▶ [Verilen alıştırma 1]: Aşağıdaki TRT Nağme yazısına göre şu ifadelerin her biri için evet ya da hayır deyin ve kararı belirleyen sözleri yazıdan aynen alıntılayın: (a) Yazara göre ülkede bu tür yayın yapan tek radyo TRT Nağme'dir; (b) Yazar, eski yıllarda radyolara istek yapılmasını hiç anlayamadığını söyler; (c) Yazar, sanat müziği dışındaki türleri de aynı keyifle dinlediğini belirtir.
▶ [Verilen alıştırma 2]: Aşağıdaki TRT Nağme yazısının "Eski yıllarda radyolarda" ile "istediğiniz zaman dinleyebiliyorsunuz." arasındaki kısmını, bu ifadeler de dahil olmak üzere, kelimesi kelimesine yazın.

▶ [Çıkarılan metin]:
Müzik olarak, neredeyse yalnızca Türk Sanat Müziği dinlerim. Bunun dışındaki müzik türlerini benzer keyifle dinleyemem. Eminim ki benim gibi yalnızca bu müziği seven ve yalnızca bu müziği dinlemek isteyen ülkemizde milyonlarca insan vardır.

Bu insanlar bir radyodan yalnızca sanat müziği şarkılarını, sanat müziği bilgilerini ve belki ara sıra da isim yapmış solist, besteci ve güfte yazarları ile yapılan kısa söyleşileri dinlemek isterler.

Ülkemizde bu tür yayın yapan tek bir radyo var: TRT Nağme…

Gelgelelim en güzel sanat müziği şarkılarını, en değerli müzik bilgilerini ve hayranlık duyduğumuz sanatçıları TRT Nağme’de zevkle dinlerken, birden bir şarkıya istek yapanların listesi yayınlanıyor ve tüm bu güzellik son buluyor. Karısına, kızına, baldızına, eniştesine, patronuna şarkı armağan edenleri, sürekli bunun abonesi olup artık her sabah babaannesine istek yapan ve artık adını ezberlediğimiz kişiyi ve istek yapacak şarkı bulamayıp sıradaki şarkıyı armağan edenleri sabırla dinlemeye çalışıyoruz. Ya da radyomuzu kapatıyoruz. 

Eski yıllarda radyolarda istek yapılmasını bir ölçüde anlayabiliriz. İstenen şarkıyı başka türlü dinleme imkanı yoktu. Fakat günümüzde artık internet ortamında istediğiniz her şarkıyı farklı solistlerden bile istediğiniz zaman dinleyebiliyorsunuz.

O zaman amaç özellikle o şarkıya istek yapmak, o saatte bekleyip dinlemek değil; isminizin yada şarkıyı armağan ettiğiniz kişinin adının duyurulması... Bu bir insana nasıl bir haz verir? Bunun bilinçaltı sebeplerine inersek farklı bir ruhsal yapı ortaya çıkıyor ki, bundan çok söz etmek farklı düzeylerde meseleyi uzatır. Ama TRT de bu kişilerin ruhsal yapısının tatmininde neden yardımcı olsun!

▶ [Toplanan malzeme]:

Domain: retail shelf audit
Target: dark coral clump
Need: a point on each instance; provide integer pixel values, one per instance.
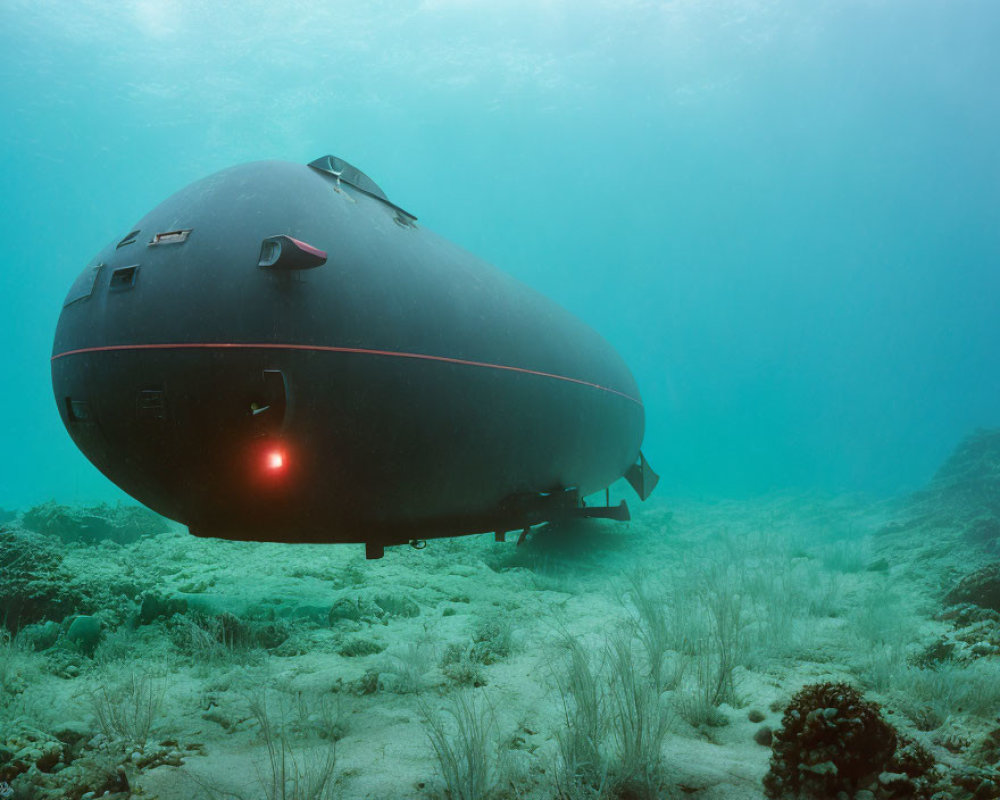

▶ [Eksiksiz cevap 1]:
(a) Evet, yazıda "Ülkemizde bu tür yayın yapan tek bir radyo var: TRT Nağme…" deniyor.
(b) Hayır, yazıda "Eski yıllarda radyolarda istek yapılmasını bir ölçüde anlayabiliriz." deniyor.
(c) Hayır, yazıda "Bunun dışındaki müzik türlerini benzer keyifle dinleyemem." deniyor.

▶ [Eksiksiz cevap 2]:
Eski yıllarda radyolarda istek yapılmasını bir ölçüde anlayabiliriz. İstenen şarkıyı başka türlü dinleme imkanı yoktu. Fakat günümüzde artık internet ortamında istediğiniz her şarkıyı farklı solistlerden bile istediğiniz zaman dinleyebiliyorsunuz.